* BEGIN Material provided *

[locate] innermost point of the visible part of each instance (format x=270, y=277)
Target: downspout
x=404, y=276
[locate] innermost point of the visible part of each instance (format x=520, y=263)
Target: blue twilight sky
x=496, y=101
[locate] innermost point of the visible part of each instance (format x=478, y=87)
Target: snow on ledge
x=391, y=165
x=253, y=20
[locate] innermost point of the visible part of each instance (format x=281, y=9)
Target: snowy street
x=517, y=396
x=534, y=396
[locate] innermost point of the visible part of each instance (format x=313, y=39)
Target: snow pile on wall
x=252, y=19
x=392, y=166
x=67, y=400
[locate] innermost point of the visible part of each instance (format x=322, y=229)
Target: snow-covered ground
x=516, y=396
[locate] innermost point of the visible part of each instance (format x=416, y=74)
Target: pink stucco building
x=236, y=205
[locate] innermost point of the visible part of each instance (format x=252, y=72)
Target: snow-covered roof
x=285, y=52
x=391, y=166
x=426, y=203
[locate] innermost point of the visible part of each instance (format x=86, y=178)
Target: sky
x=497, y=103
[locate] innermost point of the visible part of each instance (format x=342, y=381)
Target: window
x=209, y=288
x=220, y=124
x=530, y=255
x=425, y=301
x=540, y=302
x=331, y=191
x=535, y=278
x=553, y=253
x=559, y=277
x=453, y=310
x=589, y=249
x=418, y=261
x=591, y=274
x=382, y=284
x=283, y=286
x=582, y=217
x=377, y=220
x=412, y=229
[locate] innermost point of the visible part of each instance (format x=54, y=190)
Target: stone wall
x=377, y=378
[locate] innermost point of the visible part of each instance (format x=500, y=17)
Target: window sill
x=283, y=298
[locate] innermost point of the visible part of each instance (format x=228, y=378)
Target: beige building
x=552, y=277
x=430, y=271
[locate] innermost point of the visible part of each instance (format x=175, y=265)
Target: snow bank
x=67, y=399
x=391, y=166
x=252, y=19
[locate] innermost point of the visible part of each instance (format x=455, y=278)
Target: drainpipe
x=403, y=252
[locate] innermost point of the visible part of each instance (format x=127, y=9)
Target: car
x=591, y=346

* END Material provided *

• **Do this**
Quote the data above in full, changing nothing.

• **Task output**
[locate] innermost point of the visible part of each instance (format x=270, y=277)
Target: downspout
x=404, y=276
[locate] innermost point of the visible part of each instance (format x=520, y=263)
Target: blue twilight sky
x=496, y=101
[locate] innermost point of the visible part of each instance (format x=478, y=87)
Target: snow on ledge
x=391, y=165
x=253, y=20
[locate] innermost point of the visible part of each instance (format x=281, y=9)
Target: snowy street
x=517, y=396
x=534, y=396
[locate] innermost point of the visible part of each instance (format x=313, y=39)
Target: snow pile on wall
x=252, y=19
x=392, y=166
x=67, y=400
[locate] innermost point of the visible part of each instance (format x=322, y=229)
Target: snow-covered ground
x=516, y=396
[locate] innermost point of the visible part of each instance (format x=416, y=74)
Target: pink stucco building
x=236, y=205
[locate] innermost point of the visible part of each instance (format x=252, y=72)
Target: snow-covered roof
x=285, y=52
x=391, y=166
x=426, y=203
[locate] innermost point of the visible part of each instance (format x=86, y=178)
Target: sky
x=497, y=103
[locate] innermost point of the visible part of each instance (format x=342, y=381)
Target: window
x=209, y=288
x=220, y=124
x=530, y=255
x=425, y=301
x=540, y=302
x=331, y=191
x=535, y=278
x=553, y=253
x=559, y=277
x=453, y=310
x=589, y=249
x=418, y=261
x=591, y=274
x=382, y=284
x=283, y=286
x=582, y=217
x=377, y=220
x=412, y=229
[locate] innermost point of the visible part of each instance (format x=54, y=190)
Target: stone wall
x=377, y=378
[locate] innermost point of the visible part of each instance (format x=500, y=17)
Target: window sill
x=283, y=298
[locate] innermost point of the visible part of each instance (format x=228, y=378)
Target: beige building
x=552, y=277
x=430, y=271
[locate] innermost point of the visible part of each instance (format x=175, y=265)
Target: snow bank
x=67, y=399
x=391, y=166
x=252, y=19
[locate] innermost point of the visible part of each instance (format x=455, y=278)
Target: drainpipe
x=403, y=252
[locate] innermost point of the visible part of each instance (format x=127, y=9)
Target: car
x=591, y=346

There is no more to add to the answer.